## Data to use
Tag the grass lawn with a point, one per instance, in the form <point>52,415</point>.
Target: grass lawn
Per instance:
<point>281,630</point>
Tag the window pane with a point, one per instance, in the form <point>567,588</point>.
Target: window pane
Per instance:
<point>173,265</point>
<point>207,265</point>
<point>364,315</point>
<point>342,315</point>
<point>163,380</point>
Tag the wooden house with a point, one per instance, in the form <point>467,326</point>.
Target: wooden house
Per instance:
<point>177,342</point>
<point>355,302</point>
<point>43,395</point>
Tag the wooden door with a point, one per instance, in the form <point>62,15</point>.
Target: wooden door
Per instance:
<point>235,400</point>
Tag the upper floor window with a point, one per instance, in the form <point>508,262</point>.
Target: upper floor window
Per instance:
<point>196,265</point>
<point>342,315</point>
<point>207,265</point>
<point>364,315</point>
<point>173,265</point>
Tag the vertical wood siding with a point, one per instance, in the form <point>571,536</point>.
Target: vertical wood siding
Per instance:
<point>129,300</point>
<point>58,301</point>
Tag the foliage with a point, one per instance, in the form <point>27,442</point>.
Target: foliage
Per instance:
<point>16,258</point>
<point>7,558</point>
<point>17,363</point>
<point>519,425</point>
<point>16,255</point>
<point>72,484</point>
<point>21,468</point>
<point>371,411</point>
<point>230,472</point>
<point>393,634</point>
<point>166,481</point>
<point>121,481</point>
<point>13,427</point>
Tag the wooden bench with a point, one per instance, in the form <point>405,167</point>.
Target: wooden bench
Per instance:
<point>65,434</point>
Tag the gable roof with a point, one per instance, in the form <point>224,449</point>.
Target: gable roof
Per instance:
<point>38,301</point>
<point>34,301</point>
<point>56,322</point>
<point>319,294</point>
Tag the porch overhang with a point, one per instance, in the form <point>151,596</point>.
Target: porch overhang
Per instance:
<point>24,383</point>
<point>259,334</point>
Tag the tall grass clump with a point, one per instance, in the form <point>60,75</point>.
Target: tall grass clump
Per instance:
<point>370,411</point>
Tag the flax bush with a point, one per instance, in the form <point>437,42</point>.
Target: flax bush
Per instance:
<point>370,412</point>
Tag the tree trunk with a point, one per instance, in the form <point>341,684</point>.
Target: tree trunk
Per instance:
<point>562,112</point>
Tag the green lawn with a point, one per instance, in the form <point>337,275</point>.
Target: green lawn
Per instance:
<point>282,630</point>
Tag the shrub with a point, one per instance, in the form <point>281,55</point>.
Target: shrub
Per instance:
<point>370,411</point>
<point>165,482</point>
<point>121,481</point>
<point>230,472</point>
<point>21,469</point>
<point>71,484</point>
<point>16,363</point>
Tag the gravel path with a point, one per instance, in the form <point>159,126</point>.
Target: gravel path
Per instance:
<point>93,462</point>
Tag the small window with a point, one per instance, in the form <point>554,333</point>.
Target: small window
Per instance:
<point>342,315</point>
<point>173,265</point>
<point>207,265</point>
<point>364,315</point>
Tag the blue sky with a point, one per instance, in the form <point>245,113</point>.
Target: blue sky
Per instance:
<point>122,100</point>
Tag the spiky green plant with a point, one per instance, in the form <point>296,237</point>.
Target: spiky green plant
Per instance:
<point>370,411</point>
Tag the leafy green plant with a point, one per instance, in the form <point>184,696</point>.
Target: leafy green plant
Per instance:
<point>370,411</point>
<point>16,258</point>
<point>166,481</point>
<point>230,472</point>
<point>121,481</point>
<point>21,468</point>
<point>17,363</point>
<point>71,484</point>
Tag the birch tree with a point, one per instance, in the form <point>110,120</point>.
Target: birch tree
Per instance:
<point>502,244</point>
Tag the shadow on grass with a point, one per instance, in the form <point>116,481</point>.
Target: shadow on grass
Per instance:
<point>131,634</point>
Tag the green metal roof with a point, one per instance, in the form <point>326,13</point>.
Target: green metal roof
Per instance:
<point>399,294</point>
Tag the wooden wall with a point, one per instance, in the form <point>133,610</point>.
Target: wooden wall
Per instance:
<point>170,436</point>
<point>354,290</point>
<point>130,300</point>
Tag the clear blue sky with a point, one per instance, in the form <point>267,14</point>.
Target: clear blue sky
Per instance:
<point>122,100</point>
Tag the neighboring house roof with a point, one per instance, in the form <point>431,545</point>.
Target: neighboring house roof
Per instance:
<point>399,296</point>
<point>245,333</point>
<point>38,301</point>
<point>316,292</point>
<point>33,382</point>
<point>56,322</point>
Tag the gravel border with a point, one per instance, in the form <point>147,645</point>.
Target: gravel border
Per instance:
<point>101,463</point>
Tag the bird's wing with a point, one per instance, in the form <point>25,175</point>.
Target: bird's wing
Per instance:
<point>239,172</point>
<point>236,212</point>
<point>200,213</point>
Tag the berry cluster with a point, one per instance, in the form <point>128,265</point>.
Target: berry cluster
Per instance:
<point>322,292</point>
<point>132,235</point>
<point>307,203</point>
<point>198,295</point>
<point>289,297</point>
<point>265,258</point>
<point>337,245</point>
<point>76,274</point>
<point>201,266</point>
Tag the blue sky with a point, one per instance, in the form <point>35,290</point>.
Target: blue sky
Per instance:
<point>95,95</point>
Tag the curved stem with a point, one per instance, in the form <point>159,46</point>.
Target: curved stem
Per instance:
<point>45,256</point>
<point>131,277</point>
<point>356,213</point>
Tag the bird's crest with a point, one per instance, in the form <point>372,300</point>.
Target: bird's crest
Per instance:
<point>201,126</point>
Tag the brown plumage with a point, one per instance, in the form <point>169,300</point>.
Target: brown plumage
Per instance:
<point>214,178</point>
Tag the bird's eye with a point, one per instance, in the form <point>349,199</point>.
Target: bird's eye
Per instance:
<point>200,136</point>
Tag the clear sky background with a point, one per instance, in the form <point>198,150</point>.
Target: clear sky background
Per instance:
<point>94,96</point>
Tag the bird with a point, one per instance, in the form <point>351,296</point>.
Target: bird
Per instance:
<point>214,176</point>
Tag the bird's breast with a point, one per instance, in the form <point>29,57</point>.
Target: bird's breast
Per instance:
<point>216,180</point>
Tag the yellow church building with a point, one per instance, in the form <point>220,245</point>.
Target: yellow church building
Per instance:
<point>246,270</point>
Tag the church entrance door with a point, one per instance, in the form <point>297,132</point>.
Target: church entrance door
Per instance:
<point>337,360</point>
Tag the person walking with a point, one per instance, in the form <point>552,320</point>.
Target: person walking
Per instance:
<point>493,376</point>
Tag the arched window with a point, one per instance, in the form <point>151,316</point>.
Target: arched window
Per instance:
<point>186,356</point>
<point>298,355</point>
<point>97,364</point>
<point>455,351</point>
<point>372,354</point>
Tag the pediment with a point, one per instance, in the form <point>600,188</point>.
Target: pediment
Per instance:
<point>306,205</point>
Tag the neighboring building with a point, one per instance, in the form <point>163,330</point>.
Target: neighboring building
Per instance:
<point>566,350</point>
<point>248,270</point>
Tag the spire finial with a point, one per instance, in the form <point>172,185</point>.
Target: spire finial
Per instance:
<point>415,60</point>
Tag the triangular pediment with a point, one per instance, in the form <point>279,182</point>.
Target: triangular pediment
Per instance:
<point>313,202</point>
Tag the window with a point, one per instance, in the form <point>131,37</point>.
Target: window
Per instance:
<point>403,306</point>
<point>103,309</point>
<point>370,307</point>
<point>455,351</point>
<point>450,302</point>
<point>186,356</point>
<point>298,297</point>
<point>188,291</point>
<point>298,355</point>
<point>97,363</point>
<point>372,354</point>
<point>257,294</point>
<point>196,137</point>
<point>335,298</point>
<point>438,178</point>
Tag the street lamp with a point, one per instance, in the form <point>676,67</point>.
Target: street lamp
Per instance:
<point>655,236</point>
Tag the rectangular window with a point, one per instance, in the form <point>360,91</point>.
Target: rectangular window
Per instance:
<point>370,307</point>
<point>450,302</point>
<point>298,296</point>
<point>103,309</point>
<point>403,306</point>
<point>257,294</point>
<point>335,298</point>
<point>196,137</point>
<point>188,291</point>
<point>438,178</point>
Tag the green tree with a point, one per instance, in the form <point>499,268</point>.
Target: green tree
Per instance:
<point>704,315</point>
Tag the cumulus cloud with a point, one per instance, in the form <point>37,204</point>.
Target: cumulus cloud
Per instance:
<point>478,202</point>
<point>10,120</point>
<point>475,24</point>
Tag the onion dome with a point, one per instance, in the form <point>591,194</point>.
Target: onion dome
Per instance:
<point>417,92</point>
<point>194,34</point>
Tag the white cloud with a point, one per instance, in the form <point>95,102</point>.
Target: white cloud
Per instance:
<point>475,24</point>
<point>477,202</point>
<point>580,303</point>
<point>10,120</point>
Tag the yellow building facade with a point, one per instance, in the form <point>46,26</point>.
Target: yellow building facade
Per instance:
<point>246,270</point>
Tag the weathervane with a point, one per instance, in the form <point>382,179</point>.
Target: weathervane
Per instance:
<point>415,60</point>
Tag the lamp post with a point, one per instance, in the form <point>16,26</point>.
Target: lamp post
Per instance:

## Problem description
For this exercise, please output exactly the lines above starting at the line with "Tag the person" and ending at the line with "Target: neighboring building", ends included.

## Task response
Tag the person walking with a point, one per instance, in the form <point>552,320</point>.
Target: person walking
Per instance:
<point>493,376</point>
Tag the arched window with a point, one per instance, in the form <point>151,316</point>.
Target: arched window
Per instance:
<point>186,356</point>
<point>298,355</point>
<point>97,364</point>
<point>455,351</point>
<point>372,354</point>
Tag the pediment with a point, one per instance, in the form <point>600,188</point>.
Target: pediment
Per instance:
<point>306,205</point>
Tag the neighboring building with a point, one per instance, in the form <point>163,330</point>.
Target: neighboring building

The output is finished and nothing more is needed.